▶ Dataset rows
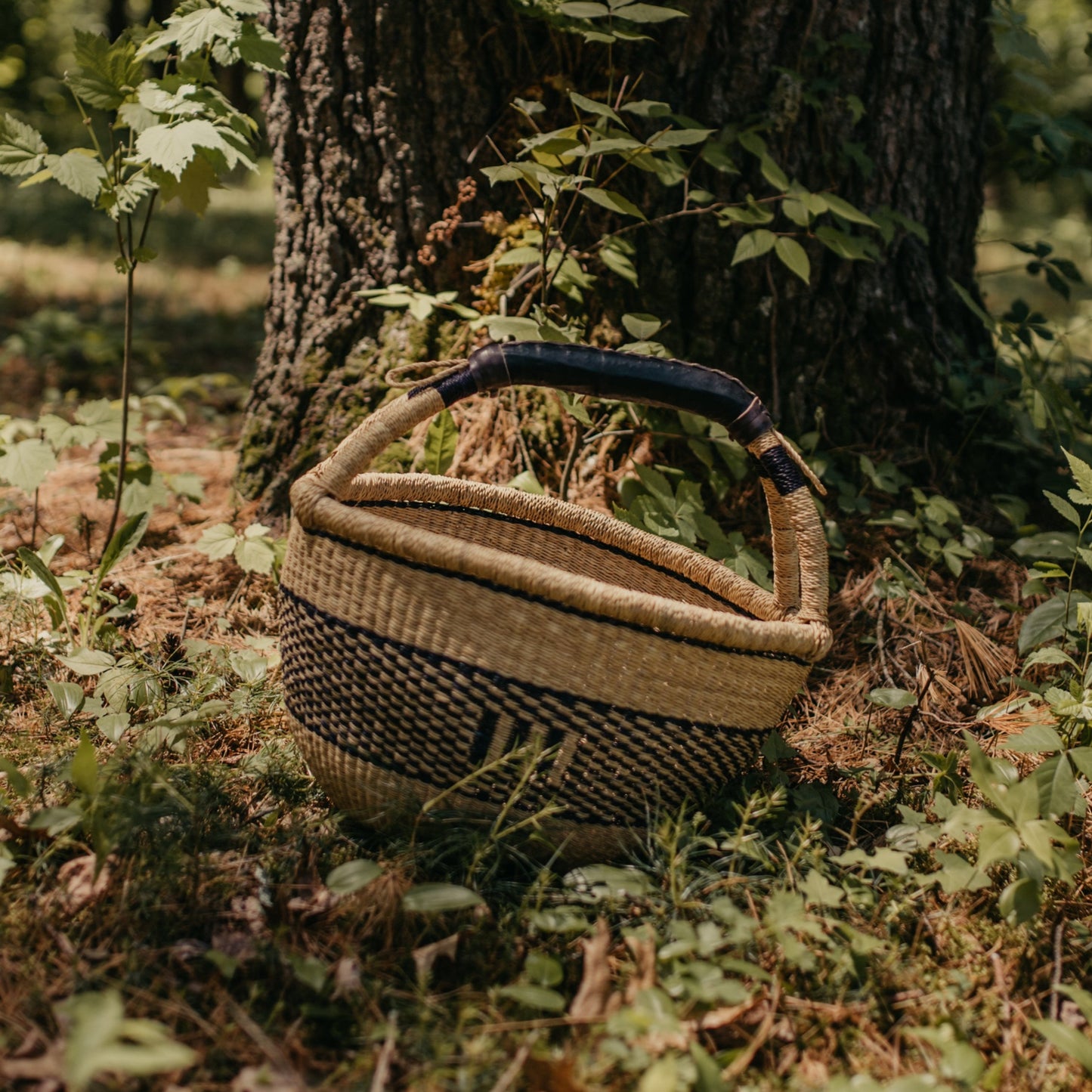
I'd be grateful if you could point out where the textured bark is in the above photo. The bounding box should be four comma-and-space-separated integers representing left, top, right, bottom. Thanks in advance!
642, 0, 991, 444
240, 0, 989, 510
239, 0, 535, 510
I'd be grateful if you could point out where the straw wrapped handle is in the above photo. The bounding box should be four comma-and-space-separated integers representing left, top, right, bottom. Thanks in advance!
311, 342, 828, 621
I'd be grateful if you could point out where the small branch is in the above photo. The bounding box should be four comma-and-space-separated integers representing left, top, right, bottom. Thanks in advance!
558, 420, 584, 500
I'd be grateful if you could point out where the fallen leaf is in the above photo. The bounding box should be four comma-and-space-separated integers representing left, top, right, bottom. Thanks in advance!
626, 933, 656, 1004
45, 853, 116, 916
569, 917, 611, 1020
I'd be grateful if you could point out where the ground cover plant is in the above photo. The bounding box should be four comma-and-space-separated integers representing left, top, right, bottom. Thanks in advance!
0, 0, 1092, 1092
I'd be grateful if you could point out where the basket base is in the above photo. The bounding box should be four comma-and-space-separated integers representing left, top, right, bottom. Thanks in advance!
288, 713, 648, 865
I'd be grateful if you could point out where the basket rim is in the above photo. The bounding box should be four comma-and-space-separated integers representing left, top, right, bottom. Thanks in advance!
284, 474, 831, 662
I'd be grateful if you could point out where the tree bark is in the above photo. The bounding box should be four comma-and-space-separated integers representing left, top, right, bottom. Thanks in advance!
239, 0, 991, 511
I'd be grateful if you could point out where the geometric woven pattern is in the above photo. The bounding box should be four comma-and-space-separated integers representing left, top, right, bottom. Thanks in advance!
280, 586, 768, 827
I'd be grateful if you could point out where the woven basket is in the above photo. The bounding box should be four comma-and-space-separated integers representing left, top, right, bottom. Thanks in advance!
280, 342, 830, 859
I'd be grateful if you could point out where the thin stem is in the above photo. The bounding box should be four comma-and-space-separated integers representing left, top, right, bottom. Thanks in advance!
103, 216, 136, 550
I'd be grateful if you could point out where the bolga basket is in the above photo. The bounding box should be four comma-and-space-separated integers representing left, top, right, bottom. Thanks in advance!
280, 342, 831, 859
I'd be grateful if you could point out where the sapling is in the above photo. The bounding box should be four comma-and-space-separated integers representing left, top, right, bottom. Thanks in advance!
0, 0, 284, 542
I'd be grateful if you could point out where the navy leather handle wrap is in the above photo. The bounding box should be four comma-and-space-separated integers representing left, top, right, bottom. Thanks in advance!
422, 342, 773, 447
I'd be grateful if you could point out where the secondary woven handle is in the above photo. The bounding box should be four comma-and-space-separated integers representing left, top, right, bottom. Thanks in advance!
309, 342, 828, 621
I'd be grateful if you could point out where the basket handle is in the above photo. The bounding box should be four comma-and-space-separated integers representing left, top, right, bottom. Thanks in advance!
309, 342, 828, 623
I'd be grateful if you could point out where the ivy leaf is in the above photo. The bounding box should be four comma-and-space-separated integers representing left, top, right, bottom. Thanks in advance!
402, 883, 485, 914
137, 118, 225, 180
580, 186, 645, 219
0, 113, 49, 178
732, 227, 778, 265
46, 147, 106, 202
822, 193, 879, 229
57, 648, 115, 675
620, 314, 664, 336
66, 30, 144, 110
218, 0, 270, 15
233, 527, 277, 574
773, 235, 812, 284
198, 523, 236, 561
648, 129, 716, 148
425, 410, 459, 475
0, 439, 57, 493
231, 23, 284, 72
137, 8, 240, 58
57, 989, 196, 1092
326, 861, 383, 894
1028, 1020, 1092, 1073
615, 3, 687, 23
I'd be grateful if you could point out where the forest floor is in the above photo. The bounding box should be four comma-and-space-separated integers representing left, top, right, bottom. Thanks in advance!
0, 198, 1092, 1092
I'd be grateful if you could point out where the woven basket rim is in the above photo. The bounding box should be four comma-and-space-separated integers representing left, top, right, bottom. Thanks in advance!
292, 475, 831, 662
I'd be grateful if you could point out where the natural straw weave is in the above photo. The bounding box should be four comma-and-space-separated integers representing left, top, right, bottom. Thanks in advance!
282, 349, 830, 859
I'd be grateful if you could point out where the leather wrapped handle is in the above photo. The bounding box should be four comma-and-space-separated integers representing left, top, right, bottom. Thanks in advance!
292, 342, 828, 625
419, 342, 773, 447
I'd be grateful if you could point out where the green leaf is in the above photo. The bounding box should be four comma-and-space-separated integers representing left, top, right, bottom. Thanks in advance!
580, 186, 645, 219
558, 0, 611, 19
15, 546, 66, 614
137, 8, 240, 58
231, 23, 285, 72
648, 129, 716, 150
233, 537, 277, 574
621, 312, 664, 341
497, 247, 543, 265
0, 438, 57, 493
497, 983, 568, 1013
196, 523, 237, 561
614, 3, 687, 23
773, 235, 812, 284
46, 679, 84, 721
137, 118, 230, 179
732, 227, 778, 265
402, 883, 485, 914
1025, 1017, 1092, 1073
0, 113, 49, 178
1053, 982, 1092, 1024
569, 91, 623, 125
57, 648, 116, 675
159, 152, 221, 216
57, 989, 196, 1092
425, 410, 459, 475
1043, 489, 1082, 527
997, 876, 1040, 926
1018, 596, 1066, 654
218, 0, 270, 15
1063, 449, 1092, 497
485, 314, 543, 341
822, 193, 879, 228
69, 729, 98, 796
47, 147, 106, 203
66, 29, 144, 110
1004, 724, 1066, 754
326, 859, 383, 894
98, 512, 152, 580
868, 687, 917, 709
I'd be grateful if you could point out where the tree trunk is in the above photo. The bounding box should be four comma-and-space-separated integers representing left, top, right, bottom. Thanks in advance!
239, 0, 535, 511
239, 0, 989, 511
642, 0, 991, 446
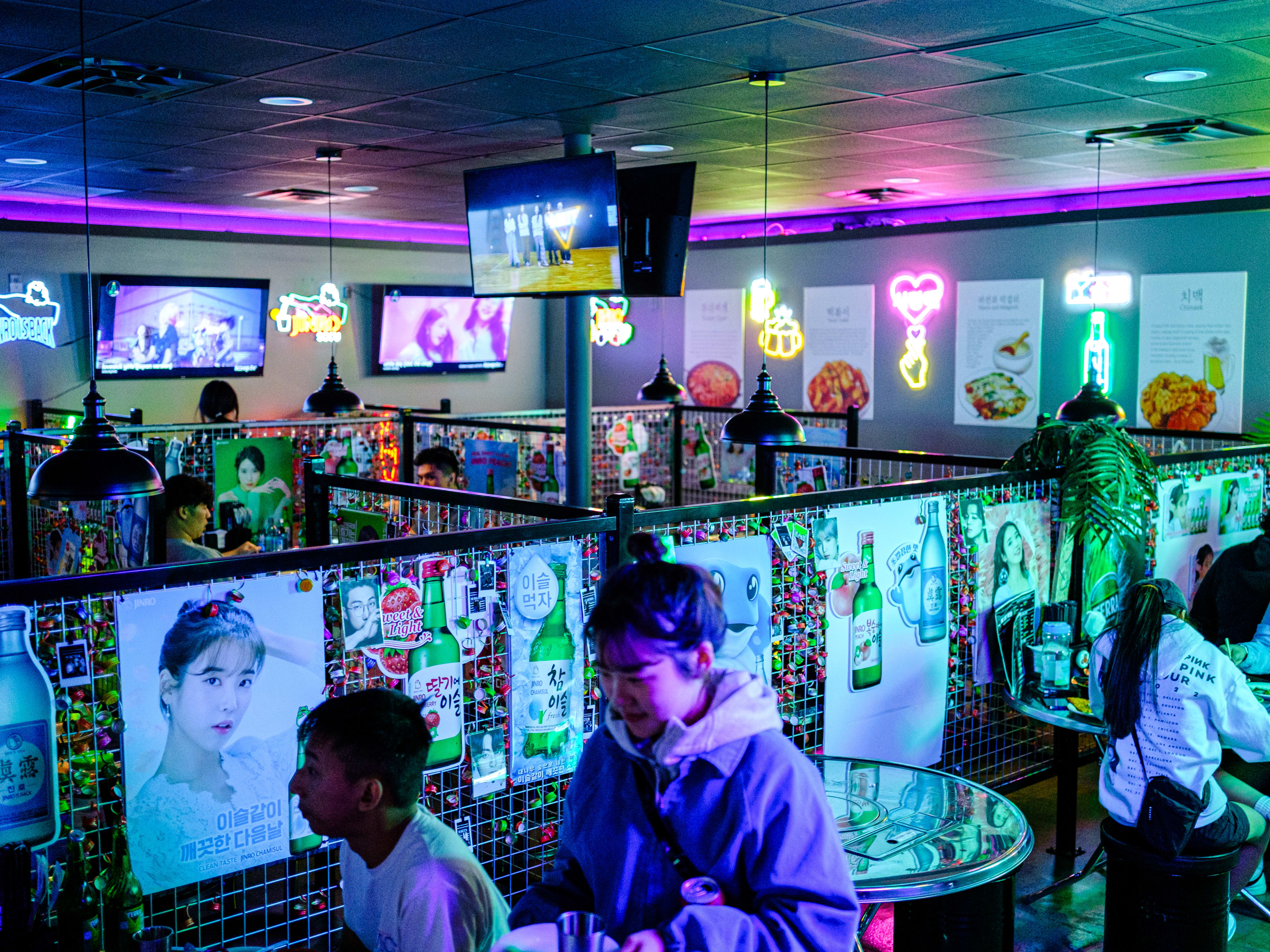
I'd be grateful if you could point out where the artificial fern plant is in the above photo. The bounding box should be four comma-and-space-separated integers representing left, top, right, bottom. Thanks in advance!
1003, 420, 1158, 543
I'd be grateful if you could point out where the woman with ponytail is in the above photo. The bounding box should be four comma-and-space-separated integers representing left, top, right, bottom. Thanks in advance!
512, 533, 860, 952
1090, 579, 1270, 919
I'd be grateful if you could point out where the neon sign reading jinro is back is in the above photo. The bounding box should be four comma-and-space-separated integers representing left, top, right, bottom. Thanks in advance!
889, 272, 944, 390
269, 283, 348, 344
0, 281, 62, 346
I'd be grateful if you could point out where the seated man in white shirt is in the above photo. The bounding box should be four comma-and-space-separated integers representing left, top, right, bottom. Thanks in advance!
291, 688, 508, 952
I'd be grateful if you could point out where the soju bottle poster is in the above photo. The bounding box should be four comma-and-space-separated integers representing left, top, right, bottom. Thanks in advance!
115, 575, 325, 892
507, 542, 584, 783
823, 497, 949, 766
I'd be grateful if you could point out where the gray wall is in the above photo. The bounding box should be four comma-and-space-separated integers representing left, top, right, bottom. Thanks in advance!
0, 231, 545, 424
593, 211, 1270, 456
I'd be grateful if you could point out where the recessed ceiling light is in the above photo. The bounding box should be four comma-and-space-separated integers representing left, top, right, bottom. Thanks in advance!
1143, 70, 1208, 83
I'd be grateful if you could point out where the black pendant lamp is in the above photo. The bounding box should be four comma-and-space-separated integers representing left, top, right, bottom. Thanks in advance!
27, 4, 163, 501
304, 146, 362, 416
723, 72, 806, 447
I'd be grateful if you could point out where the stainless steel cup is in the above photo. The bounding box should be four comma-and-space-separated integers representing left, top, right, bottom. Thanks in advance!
556, 913, 605, 952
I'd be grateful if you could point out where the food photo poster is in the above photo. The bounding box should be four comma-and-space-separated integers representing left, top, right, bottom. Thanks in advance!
507, 542, 584, 783
683, 288, 745, 408
803, 284, 874, 420
115, 575, 325, 892
818, 499, 949, 766
1135, 272, 1249, 433
952, 278, 1045, 429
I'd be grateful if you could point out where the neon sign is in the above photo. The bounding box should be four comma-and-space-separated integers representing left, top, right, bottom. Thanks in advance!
591, 297, 635, 346
0, 281, 62, 346
269, 283, 348, 344
1084, 311, 1111, 393
1063, 268, 1133, 307
889, 272, 944, 390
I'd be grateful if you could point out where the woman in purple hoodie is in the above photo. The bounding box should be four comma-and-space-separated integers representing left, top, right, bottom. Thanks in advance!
511, 533, 860, 952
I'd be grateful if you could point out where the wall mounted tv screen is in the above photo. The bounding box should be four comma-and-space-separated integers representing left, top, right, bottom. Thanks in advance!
371, 284, 516, 375
464, 152, 622, 297
93, 274, 269, 379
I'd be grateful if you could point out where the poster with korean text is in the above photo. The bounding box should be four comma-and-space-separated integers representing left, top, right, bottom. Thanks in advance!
674, 536, 772, 683
1152, 470, 1266, 602
1138, 272, 1249, 433
115, 575, 325, 892
959, 496, 1050, 684
813, 499, 949, 766
803, 284, 874, 420
683, 288, 745, 408
507, 542, 583, 783
952, 278, 1045, 429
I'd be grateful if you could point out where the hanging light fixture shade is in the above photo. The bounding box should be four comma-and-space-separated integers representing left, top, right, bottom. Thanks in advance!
305, 358, 362, 416
27, 381, 163, 501
723, 366, 806, 447
635, 354, 687, 404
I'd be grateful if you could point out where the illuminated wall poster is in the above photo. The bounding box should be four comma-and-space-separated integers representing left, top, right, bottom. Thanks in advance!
952, 278, 1045, 429
1134, 272, 1249, 433
803, 284, 874, 420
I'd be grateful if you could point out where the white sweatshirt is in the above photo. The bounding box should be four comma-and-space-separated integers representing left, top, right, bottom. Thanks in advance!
1090, 615, 1270, 826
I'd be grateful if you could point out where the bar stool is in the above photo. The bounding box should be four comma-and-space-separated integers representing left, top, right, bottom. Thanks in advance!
1102, 817, 1240, 952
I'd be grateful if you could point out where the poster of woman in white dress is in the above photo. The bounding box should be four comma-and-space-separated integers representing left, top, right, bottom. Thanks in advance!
115, 575, 324, 892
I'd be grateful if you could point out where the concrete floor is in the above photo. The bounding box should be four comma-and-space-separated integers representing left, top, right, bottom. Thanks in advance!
864, 764, 1270, 952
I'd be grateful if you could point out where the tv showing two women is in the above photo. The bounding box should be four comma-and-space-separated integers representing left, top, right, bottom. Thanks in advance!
97, 274, 269, 378
376, 287, 514, 373
464, 152, 622, 297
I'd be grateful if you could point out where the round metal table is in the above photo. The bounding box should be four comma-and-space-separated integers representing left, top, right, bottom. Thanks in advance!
812, 755, 1033, 952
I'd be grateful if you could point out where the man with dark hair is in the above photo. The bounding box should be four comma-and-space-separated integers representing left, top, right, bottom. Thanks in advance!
414, 447, 458, 489
291, 688, 508, 952
164, 473, 260, 562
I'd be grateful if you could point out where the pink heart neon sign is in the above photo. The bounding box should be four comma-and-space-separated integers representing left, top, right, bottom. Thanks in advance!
890, 272, 944, 326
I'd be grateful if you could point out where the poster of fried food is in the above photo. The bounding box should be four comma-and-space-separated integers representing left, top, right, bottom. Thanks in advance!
803, 284, 874, 420
952, 278, 1045, 429
1138, 272, 1249, 433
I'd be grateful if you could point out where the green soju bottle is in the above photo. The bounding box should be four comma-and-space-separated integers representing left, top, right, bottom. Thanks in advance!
851, 532, 881, 691
406, 562, 464, 769
291, 707, 321, 855
525, 562, 573, 757
102, 824, 142, 952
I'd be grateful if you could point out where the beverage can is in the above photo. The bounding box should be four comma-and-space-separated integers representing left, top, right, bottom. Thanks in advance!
679, 876, 723, 906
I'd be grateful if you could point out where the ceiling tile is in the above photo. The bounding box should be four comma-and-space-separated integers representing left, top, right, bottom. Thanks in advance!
480, 0, 772, 46
428, 72, 618, 115
361, 15, 615, 70
88, 20, 326, 76
656, 19, 904, 71
664, 76, 868, 115
781, 98, 965, 132
806, 0, 1090, 47
796, 53, 1001, 95
903, 76, 1111, 115
260, 53, 490, 95
1054, 46, 1270, 95
522, 47, 737, 95
1004, 99, 1186, 132
1129, 0, 1270, 43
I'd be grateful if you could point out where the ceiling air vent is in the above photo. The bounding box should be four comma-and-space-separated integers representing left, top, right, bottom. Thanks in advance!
1084, 119, 1266, 147
0, 56, 234, 103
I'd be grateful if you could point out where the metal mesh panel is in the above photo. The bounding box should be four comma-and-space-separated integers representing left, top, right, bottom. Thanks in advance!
32, 535, 599, 949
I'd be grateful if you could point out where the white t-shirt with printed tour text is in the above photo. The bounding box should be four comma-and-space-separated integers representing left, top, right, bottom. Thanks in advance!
339, 807, 509, 952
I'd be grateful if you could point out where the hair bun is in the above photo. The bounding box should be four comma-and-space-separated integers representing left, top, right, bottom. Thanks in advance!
626, 532, 665, 562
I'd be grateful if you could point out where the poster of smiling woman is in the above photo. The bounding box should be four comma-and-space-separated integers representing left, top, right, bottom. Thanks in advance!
115, 575, 324, 892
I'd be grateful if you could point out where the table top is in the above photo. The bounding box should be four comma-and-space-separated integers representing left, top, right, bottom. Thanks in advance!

▶ What is being asked
Format as a numbered list the lines of the material above, starting with the line that contains "woven basket is" and going on through the line that contains "280, 342, 831, 859", both included, with any blank lines left out.

▶ Solution for this problem
1. I'd be grateful if you could point out where the woven basket is in the above photo. The bounding box should be four comma-and-space-separated integers representing left, top, right, bottom. Thanks in advance!
2. 280, 342, 830, 859
3. I'd be grateful if you could point out where the thin stem is in the above photo. The bounding box should be four comma-and-space-separated integers representing left, top, right, bottom. Thanks in advance!
4. 103, 216, 136, 550
5. I'd be grateful if you could point out where the bolga basket is in the above photo. The bounding box should be four comma-and-space-separated integers representing left, top, right, bottom. Thanks in advance!
6. 280, 342, 831, 859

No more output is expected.